## [Schriftelijke opdracht]
Druk uit de tekst over het gebed letterlijk het gedeelte af dat opent met de woorden "De vier verschillende" en sluit met "concreets te vragen.".

## [Aangeleverde tekst]

========================================

1Tm 2:1. Is het niet veelzeggend dat Paulus “allereerst” vermaningen geeft met het oog op het gebed? Er komen meer vermaningen of aansporingen, maar deze die nu komt, over het gebed, is de belangrijkste. Daar moet je als gelovige het eerst mee aan de slag gaan. Het is hard nodig deze vermaning te horen en ter harte te nemen. Gebed is een van de eerste kenmerken van geestelijk leven. Zo is het in elk geval bij de pasbekeerde Saulus (Hd 9:11). De eerste gelovigen van de gemeente volhardden in het gebed, ze kwamen daartoe samen (Hd 1:14; Hd 2:42; Hd 4:24; Hd 12:12).

In de activiteit van het gebed komt het gedrag dat de bewoners van Gods huis behoort te kenmerken het meest tot uiting. Gods huis is in de eerste plaats een huis van gebed (Js 56:7; Mk 11:17).

De vier verschillende gebedsvormen die Paulus hier noemt, zijn van toepassing zowel op het persoonlijke als op het gemeenschappelijke gebed.

1. “Smekingen” benadrukken de nood, ze zijn een aanhoudend, vurig bidden voor een concrete nood. Er ligt extra aandrang in.

2. In de “gebeden” nader je tot God om je verlangens in de ruimste zin van het woord uit te spreken. De meest gewone, alledaagse behoeften mag je Hem zonder plichtplegingen vertellen.

3. “Voorbiddingen” doe je als je in een vertrouwelijke, vrije toegang tot Hem nadert om voor anderen iets concreets te vragen.

4. “Dankzeggingen” zijn de ondersteuning van de voorgaande activiteiten. Je nadert tot God en dankt Hem bij voorbaat voor wat Hij al dan niet gaat geven of doen, want Hij geeft of doet alleen wat goed is (Fp 4:6).

Dat Paulus vermaant om “voor alle mensen” te bidden, onderstreept de bedoeling van God dat wij Hem als God-Heiland vertegenwoordigen. Zo wil Hij bij de mensen bekend worden (Mt 5:45; Hd 14:16-17; 1Tm 4:10). Als je daarvan doordrongen bent, zal de eerste uitwerking ervan bij jou zijn dat je gaat bidden. Je bidt dan niet alleen voor de gelovigen, maar ook voor alle ongelovigen. De kring van je gebed mag niet beperkter zijn dan de kring waar Gods belangstelling naar uitgaat.

========================================

Gegevensrecords
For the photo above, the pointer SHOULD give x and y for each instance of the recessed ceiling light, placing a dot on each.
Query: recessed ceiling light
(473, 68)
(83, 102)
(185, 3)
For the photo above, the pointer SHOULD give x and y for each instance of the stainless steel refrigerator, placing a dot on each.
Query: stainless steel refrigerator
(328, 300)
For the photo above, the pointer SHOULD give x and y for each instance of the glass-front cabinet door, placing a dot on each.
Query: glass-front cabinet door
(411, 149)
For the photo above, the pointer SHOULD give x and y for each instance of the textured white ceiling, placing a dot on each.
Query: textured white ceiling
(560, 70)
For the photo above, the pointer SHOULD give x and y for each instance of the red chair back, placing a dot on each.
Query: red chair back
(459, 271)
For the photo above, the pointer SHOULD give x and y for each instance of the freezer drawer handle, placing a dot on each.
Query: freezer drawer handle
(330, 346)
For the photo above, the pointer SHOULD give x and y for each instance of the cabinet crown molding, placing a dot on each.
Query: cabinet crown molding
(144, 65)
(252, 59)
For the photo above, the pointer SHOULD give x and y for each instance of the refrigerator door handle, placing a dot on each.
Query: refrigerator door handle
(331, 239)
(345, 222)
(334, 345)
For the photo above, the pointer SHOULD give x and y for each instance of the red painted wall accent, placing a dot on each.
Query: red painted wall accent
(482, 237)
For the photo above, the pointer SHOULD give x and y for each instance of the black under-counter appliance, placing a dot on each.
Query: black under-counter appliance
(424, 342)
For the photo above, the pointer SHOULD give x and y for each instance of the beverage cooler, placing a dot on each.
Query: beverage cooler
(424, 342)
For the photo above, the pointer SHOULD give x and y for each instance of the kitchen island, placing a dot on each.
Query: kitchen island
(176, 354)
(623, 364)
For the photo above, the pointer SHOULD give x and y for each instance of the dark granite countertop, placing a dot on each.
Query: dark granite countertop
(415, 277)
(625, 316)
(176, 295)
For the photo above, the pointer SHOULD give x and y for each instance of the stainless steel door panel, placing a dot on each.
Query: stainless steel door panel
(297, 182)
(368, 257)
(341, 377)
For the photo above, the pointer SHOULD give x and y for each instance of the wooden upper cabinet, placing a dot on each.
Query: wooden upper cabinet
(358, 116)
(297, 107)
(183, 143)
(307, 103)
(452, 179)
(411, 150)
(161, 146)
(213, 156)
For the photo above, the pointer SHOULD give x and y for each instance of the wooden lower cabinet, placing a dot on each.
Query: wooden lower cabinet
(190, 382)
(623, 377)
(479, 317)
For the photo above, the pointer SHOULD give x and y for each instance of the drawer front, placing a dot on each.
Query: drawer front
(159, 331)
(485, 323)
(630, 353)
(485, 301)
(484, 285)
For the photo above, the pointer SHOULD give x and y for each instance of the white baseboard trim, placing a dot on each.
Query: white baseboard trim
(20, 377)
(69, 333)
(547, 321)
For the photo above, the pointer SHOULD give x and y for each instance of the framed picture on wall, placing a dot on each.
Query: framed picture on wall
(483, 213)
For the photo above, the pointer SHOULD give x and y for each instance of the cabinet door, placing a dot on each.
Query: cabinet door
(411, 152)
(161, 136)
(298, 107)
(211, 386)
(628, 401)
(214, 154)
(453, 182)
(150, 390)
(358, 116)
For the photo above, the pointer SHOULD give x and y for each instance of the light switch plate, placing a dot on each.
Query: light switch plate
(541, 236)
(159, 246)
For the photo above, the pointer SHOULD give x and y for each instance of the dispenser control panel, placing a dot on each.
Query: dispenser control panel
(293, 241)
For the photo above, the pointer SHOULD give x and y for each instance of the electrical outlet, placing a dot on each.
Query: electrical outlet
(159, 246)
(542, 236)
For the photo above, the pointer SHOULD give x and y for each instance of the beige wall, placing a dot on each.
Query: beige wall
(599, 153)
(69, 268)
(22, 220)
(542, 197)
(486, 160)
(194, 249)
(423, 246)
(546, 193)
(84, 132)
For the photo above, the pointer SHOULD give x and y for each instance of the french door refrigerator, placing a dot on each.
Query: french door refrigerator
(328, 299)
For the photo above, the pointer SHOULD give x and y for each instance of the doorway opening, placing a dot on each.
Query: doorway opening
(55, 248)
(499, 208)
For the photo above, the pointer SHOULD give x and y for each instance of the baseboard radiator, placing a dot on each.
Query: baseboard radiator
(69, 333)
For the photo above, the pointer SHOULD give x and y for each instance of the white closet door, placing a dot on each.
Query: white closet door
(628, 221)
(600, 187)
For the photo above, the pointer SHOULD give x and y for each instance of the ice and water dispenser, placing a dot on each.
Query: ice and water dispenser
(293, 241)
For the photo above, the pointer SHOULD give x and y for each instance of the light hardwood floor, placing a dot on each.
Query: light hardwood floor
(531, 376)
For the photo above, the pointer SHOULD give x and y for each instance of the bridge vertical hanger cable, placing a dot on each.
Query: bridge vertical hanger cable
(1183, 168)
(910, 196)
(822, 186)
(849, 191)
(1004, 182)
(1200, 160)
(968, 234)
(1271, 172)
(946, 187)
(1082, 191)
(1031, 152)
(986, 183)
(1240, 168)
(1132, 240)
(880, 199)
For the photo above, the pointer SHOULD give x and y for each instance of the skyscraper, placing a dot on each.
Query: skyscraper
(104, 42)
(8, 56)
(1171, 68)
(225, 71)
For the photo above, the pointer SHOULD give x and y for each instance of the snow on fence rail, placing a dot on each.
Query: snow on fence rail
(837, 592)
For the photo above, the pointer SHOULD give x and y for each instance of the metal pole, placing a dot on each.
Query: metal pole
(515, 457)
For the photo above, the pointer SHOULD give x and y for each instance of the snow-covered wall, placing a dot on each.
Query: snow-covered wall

========================================

## [Antwoord]
De vier verschillende gebedsvormen die Paulus hier noemt, zijn van toepassing zowel op het persoonlijke als op het gemeenschappelijke gebed.

1. “Smekingen” benadrukken de nood, ze zijn een aanhoudend, vurig bidden voor een concrete nood. Er ligt extra aandrang in.

2. In de “gebeden” nader je tot God om je verlangens in de ruimste zin van het woord uit te spreken. De meest gewone, alledaagse behoeften mag je Hem zonder plichtplegingen vertellen.

3. “Voorbiddingen” doe je als je in een vertrouwelijke, vrije toegang tot Hem nadert om voor anderen iets concreets te vragen.